[start Selected excerpt]

The “O”s amaze me in their beauty. Both in the words, and how they are artfully crafted into Mass and the Liturgy of the Hours. The “O” Antiphons are prayed daily from December 17th to 23rd. According to Magnificat, the texts for these prayers are traced back to at least 7th century (that’s the year 600-ish) Europe and “are drenched in biblical allusions, offering a rich source for personal prayer and reflection during these final days of preparation for the celebration of Christmas.”
These are the titles of the seven “O” Antiphons in Latin, (English in parenthesis):
- December 17 – O Sapientia (Wisdom)
- December 18 – O Adonai (Lord)
- December 19 – O Radix Jess (Root of Jesse)
- December 20 – O Clavis David (Key of David)
- December 21 – O Oriens (Dayspring)
- December 22 – O Rex Gentium (King of Nations)
- December 23 – O Emmanuel (God-with-us)
This order is not random. It was arranged by the Benedictines so that the first letter of each antiphon, in reverse, reads “ERO CRAS” which means “I will be with you tomorrow.”
In the Liturgy, the Antiphons are the Gospel Acclamations (the phrase between the Alleluias) for each respective day(*).
- O Wisdom of our God Most High, guiding creation with power and love:
come to teach us the path of knowledge!
- O Leader of the House of Israel, giver of the Law to Moses on Sinai:
come to rescue us with your mighty power!

[end Selected excerpt]
[start Recorded information]

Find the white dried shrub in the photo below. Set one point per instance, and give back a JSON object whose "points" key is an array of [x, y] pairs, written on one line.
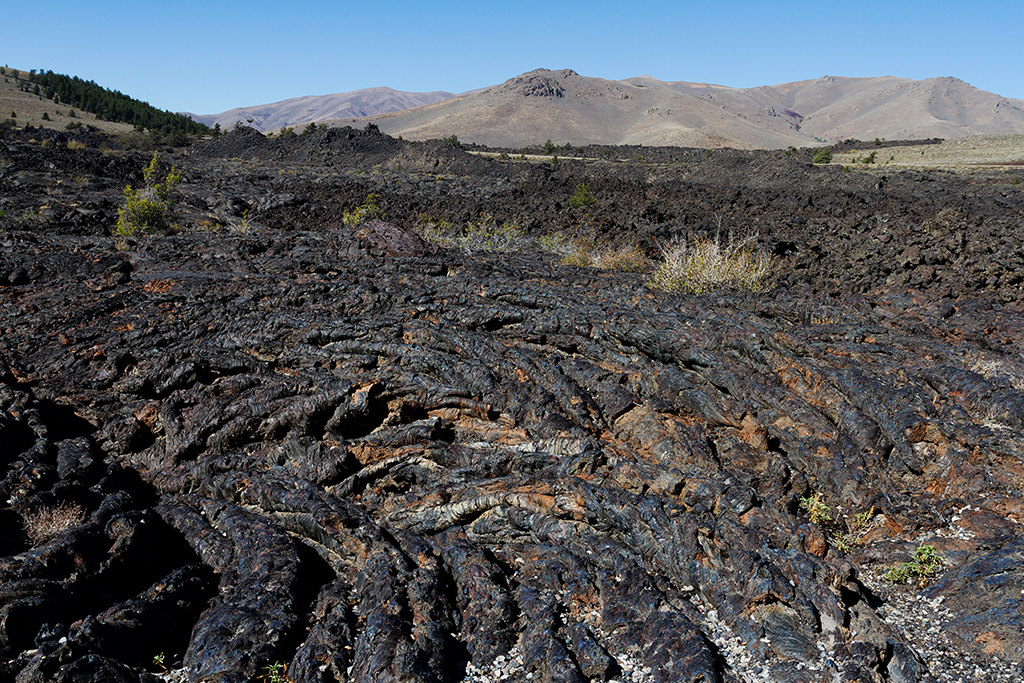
{"points": [[707, 265], [45, 523]]}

[end Recorded information]

*Request:* Continue the passage on the "O" Antiphons above, starting after its last line.

*The result:*
- O Root of Jesse’s stem, sign of God’s love for all his people:
come to save us without delay!
- O Key of David, opening the gates of God’s eternal Kingdom:
come and free the prisoners of darkness!
- O Radiant Dawn, splendor of eternal light, sun of justice:
come and shine on those who dwell in darkness and in the shadow of death!
- O King of all nations and keystone of the Church:
come and save man, whom you formed from the dust!
- O Emmanuel, our King, and Giver of Law:
come to save us, Lord our God!
*These aren’t verbatim from the 3rd Edition of the Roman Missal. So, I would allow for a few possible discrepancies.
Each one is a petition to God for salvation (in the form of various biblical titles for Christ). They’re so poetic to me because of their duality: a prayer calling upon the promised Messiah whose arrival on Earth we joyfully await to celebrate each year, and also for the second coming we all anticipate.
How to Pray the “O” Antiphons
I don’t think there is a right way or a wrong way to pray the “O”s. A quick Google search turned up several sites, each with a different variation of the devotion. I want to help you find something that works for you, so here’s a list with a few suggestions.
- Daily Mass – If you don’t go already, see if you can make a one week stretch of it. Since the “O” Antiphons are included in the Mass, it’s a two-birds-one-stone-scenario. I think a careful meditation on the acclamation after receiving communion would be a great way to top it off.
- Praying them as they appear in the Liturgy of the Hours – The antiphons are in Evening Prayer for these days as the antiphon for the Magnificat. If Evening Prayer is too much for you, just recite the antiphon for the day, the Magnificat, and repeat the antiphon.
- Read the correlating biblical texts – Since each of the antiphons refers to a title for Christ given by the prophets, reflect on that particular writing. The verses can be found at this page: http://fisheaters.com/customsadvent10.html
- Incorporate it into any other form of your family’s traditions – Maybe you have a Jesse Tree, or pray together every night when lighting your Christmas Tree or Advent Wreath. Including this as one more verse, is a great way to squeeze it in.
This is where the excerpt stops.